* _Directions_
1. According to the passage on antique fire apparatus in Los Angeles County, what year does the county fire department's hand-drawn pumper date to?
2. Continue the passage on antique fire apparatus in Los Angeles County, picking up right after its final sentence.

* _Extracted text_
And even in Southern California, with its reputation for denigrating such links to the past, this has not been lost. In Los Angeles County alone, there are at least a dozen antique fire engines and ladder vehicles maintained by modern day fire departments--enough to assemble a credible response to even a large, contemporary fire.

Most of the fire departments involved take pride in the fact that the antiques are kept in fully operational condition. In terms of sheer numbers, the county fire department has the largest complement of ancient and honorable apparatus, with, in addition to the Stutz, two Model-T Ford pumpers, from 1913 and 1920; a 1927 Model-T fire chief’s car currently being restored; a 1930s era Reo pumper (also currently being rebuilt), and a hand-drawn pumper dating to 1853 and a hand-drawn ladder vehicle from about 1900.

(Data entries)

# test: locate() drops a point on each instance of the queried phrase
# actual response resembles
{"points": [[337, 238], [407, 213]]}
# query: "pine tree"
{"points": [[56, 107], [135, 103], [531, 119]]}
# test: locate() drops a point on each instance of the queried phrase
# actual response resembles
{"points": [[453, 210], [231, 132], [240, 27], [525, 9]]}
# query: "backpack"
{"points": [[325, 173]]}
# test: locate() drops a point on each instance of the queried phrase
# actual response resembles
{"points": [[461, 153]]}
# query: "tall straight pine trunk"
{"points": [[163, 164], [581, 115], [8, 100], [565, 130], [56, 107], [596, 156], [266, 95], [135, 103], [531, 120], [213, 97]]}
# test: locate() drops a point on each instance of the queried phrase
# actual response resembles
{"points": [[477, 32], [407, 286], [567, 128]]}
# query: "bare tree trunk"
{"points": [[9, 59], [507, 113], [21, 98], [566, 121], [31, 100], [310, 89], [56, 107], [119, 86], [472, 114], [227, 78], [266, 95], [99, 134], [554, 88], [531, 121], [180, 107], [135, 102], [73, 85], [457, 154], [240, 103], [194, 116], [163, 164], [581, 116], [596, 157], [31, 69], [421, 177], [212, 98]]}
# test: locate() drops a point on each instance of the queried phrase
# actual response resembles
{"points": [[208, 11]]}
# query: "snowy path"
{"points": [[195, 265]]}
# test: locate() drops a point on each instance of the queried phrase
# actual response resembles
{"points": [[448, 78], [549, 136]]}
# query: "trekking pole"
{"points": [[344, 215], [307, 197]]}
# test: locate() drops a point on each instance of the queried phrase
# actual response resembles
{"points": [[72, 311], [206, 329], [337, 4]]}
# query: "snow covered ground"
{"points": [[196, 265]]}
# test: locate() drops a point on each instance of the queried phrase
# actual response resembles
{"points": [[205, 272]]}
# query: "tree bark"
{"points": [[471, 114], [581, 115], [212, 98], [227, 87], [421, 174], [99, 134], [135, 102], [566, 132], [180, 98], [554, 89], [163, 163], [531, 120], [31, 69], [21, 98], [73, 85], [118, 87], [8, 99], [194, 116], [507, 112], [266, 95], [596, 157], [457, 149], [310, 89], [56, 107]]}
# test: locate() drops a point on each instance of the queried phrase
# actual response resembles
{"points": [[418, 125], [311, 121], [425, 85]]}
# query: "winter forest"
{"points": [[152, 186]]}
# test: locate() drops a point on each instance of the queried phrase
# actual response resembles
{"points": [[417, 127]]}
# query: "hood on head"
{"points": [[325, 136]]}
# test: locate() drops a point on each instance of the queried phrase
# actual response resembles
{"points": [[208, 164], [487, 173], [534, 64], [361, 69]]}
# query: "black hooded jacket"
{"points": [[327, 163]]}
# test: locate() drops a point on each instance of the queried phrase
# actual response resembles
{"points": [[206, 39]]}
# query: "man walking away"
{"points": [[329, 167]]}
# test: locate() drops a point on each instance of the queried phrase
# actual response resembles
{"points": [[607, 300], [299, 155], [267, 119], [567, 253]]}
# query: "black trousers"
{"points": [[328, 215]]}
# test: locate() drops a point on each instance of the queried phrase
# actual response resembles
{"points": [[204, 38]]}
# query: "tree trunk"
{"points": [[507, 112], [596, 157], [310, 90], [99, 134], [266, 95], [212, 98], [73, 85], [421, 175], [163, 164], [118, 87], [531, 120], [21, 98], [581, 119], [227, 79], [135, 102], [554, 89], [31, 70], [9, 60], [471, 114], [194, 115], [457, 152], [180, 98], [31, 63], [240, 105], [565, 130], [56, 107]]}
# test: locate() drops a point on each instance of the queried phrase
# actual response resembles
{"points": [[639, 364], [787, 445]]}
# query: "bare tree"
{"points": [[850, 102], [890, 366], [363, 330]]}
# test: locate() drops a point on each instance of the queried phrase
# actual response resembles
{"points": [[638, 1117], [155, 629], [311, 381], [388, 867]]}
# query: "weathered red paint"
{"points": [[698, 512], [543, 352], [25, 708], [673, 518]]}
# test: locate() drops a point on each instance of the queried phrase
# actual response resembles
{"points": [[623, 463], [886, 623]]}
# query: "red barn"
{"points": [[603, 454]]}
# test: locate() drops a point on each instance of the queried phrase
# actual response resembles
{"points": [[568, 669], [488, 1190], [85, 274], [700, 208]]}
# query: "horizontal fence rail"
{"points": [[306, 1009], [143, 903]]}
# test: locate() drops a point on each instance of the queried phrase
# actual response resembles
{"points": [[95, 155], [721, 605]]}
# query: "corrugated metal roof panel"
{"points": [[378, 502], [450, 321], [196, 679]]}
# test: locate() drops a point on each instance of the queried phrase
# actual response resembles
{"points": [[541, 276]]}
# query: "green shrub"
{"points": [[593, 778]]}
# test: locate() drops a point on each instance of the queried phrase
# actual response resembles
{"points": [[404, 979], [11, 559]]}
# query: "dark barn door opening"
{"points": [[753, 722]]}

* _Set of answers_
1. 1853

2.
This firefighting force would not respond as quickly as its contemporary equivalent and there would be the problem of what to do with a few horses once they got there, but, even now, this tie to the past could acquit itself honorably at its trade.

Permanent Home

Three of the best examples of this are assigned to the city’s Fire Station 3, a new complex of cement block buildings on Temple Street near the Harbor Freeway. The station is the permanent home of the 1887 Amoskeag pumper currently undergoing renovation and repair. It is also the quarters for a 1931 Seagrave hose wagon--a fire truck that looks like a pumper but was built without pumps to transport hose, ladders and firemen.

But the most ungainly and eccentric item of all is the bizarre-looking rig parked along the back wall of the storage garage where the antiques are kept. It is called a Gorter Water Tower and it originally went into service here in 1905 as a horse-drawn apparatus.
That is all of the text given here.